İçeriğe atla

Benito Mussolini'nin ölümü

Benito Mussolini'nin ölümü, görevden alınan İtalyan faşist diktatörü, 28 Nisan 1945'te, Avrupa'da II. Dünya Savaşı'nın son günlerinde, İtalya'nın kuzeyindeki küçük Giulino di Mezzegra köyünde bir İtalyan partizan tarafından infaz edildiğinde meydana gelen bir olaydır. Olayların genel kabul gören versiyonu, Mussolini'nin "Albay Valerio" nun takma adını kullanan komünist partizan Walter Audisio tarafından vurulmasıdır.[1] Bununla birlikte, savaşın sona ermesinden bu yana, Mussolini'nin ölüm koşulları ve katilinin kimliği, İtalya'da devam eden kafa karışıklığı, anlaşmazlık ve tartışmaların konusu oldu.

Benito Mussolini (1883–1945)

### İstek:
Mussolini'nin ölümünü anlatan metinde "Benito Mussolini'nin ölümü, görevden alınan" diye başlayan paragrafı, ana bilgileri koruyarak kısa maddeler hâlinde yeniden yazın.

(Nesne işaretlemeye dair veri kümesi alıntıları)

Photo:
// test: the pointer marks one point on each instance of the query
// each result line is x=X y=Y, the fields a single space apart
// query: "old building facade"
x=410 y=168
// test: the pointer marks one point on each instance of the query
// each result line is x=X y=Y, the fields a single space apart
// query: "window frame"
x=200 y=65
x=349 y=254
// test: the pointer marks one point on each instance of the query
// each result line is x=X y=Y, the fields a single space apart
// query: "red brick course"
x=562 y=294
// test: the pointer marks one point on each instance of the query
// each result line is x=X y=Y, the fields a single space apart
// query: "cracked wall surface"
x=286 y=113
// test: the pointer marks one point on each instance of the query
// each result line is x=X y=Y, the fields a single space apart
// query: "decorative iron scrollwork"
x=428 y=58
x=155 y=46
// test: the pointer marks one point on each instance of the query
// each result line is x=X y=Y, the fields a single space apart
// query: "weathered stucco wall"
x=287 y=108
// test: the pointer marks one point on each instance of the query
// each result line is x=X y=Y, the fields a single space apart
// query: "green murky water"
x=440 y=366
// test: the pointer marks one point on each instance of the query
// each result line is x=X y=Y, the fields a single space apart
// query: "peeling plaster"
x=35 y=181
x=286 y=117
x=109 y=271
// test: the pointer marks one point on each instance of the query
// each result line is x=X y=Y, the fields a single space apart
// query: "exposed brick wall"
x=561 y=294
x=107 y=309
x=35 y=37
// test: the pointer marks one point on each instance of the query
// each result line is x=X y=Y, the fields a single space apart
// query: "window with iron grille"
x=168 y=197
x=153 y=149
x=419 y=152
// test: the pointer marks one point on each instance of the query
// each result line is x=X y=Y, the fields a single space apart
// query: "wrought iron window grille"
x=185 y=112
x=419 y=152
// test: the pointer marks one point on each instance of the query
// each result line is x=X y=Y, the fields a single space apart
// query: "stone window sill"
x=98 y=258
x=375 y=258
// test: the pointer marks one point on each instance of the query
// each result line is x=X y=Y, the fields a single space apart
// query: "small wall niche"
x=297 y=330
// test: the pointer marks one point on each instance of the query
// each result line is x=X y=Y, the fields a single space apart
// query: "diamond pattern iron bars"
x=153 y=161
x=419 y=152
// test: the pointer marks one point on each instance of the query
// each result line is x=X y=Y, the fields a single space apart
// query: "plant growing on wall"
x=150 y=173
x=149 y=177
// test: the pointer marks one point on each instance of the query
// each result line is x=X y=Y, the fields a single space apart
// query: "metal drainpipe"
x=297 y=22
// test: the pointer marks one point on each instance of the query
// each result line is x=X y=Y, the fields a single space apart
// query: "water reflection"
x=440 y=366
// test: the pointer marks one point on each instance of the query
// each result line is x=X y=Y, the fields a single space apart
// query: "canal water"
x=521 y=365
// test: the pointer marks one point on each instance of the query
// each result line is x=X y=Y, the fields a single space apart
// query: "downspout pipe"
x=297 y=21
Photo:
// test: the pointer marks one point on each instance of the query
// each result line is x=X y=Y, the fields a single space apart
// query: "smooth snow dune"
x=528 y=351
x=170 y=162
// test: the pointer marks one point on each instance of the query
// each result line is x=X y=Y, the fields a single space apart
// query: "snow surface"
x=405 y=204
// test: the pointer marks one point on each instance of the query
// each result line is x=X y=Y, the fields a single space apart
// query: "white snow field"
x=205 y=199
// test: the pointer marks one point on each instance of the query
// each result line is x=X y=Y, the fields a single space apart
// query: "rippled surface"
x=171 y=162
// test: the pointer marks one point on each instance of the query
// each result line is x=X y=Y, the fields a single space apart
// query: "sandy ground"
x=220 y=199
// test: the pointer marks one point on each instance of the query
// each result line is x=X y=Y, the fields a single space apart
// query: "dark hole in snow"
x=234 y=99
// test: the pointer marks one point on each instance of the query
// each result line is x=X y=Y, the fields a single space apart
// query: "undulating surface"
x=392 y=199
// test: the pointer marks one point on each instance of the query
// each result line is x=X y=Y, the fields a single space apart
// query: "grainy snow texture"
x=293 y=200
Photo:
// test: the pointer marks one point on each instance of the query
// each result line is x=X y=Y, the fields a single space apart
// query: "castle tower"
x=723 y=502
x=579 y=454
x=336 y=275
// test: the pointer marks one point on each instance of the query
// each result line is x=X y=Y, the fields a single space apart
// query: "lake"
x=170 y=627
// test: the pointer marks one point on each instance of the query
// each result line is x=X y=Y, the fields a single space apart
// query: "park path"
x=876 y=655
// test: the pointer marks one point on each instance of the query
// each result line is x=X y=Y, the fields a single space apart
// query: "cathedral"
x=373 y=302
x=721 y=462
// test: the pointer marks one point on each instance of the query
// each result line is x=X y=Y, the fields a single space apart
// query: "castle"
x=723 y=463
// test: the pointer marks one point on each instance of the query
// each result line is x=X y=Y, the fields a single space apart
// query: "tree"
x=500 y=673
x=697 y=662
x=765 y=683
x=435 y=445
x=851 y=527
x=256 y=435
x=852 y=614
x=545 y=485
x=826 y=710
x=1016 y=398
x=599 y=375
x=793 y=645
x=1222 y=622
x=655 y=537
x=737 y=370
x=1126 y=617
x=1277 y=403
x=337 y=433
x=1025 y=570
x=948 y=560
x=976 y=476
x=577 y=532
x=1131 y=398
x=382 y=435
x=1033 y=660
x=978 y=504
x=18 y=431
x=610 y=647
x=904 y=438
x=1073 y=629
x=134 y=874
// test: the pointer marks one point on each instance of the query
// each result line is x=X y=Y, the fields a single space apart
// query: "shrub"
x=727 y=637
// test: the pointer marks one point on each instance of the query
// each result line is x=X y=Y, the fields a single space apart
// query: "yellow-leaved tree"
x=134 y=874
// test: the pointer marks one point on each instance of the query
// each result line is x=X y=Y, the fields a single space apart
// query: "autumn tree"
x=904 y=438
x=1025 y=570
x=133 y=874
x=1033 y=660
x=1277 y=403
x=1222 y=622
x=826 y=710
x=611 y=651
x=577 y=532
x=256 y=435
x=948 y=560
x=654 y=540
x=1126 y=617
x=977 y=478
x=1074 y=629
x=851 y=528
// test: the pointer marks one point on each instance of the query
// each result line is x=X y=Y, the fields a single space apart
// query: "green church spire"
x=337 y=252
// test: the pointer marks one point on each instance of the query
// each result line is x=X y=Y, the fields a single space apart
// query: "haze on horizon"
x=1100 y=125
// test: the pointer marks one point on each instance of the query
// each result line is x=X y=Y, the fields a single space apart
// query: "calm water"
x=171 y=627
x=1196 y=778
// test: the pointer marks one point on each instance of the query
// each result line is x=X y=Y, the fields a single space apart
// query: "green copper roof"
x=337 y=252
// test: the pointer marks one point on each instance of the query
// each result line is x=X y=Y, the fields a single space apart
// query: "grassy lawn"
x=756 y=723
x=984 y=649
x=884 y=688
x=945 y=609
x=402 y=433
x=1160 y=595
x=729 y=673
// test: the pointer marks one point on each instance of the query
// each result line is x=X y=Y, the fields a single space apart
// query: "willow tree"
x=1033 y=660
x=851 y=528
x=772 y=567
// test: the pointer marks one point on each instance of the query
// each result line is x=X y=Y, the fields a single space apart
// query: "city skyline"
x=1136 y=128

### Görevin çözümü:
- Görevden alınan İtalyan faşist diktatörü Benito Mussolini, 28 Nisan 1945'te bir İtalyan partizan tarafından infaz edildi. Bu olay Avrupa'da II. Dünya Savaşı'nın son günlerinde, İtalya'nın kuzeyindeki küçük Giulino di Mezzegra köyünde yaşandı.
- Genel kabul gören versiyona göre Mussolini'yi "Albay Valerio" takma adını kullanan komünist partizan Walter Audisio vurdu.
- Savaşın sonundan bu yana ölümün koşulları ve katilin kimliği İtalya'da kafa karışıklığı, anlaşmazlık ve tartışma konusu olmaya devam ediyor.